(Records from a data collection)
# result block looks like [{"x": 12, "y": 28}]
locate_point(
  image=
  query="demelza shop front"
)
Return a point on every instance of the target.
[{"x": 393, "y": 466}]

▸ **TASK STATEMENT**
Output every line of the items above as a numbered list, omitting any blank lines.

▸ **EXPECTED OUTPUT**
1. # result block looks like [{"x": 12, "y": 28}]
2. locate_point(
3.   image=
4.   query="demelza shop front"
5. )
6. Return a point on every instance of the target.
7. [{"x": 393, "y": 466}]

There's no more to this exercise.